──────── EXTRACTED RECORDS
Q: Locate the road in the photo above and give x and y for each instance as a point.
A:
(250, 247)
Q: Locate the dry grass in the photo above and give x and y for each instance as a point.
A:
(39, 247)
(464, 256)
────────────────
SHORT EXERCISE: Recast every line of the items above as a JSON list of strings, one string per line, omitting any blank lines.

WRITTEN REPLY:
[
  "Q: Locate the road in the photo above and give x and y for each instance as a point.",
  "A:",
  "(250, 247)",
  "Q: Locate the dry grass in the photo above and give x and y for each instance as a point.",
  "A:",
  "(39, 247)",
  "(464, 256)"
]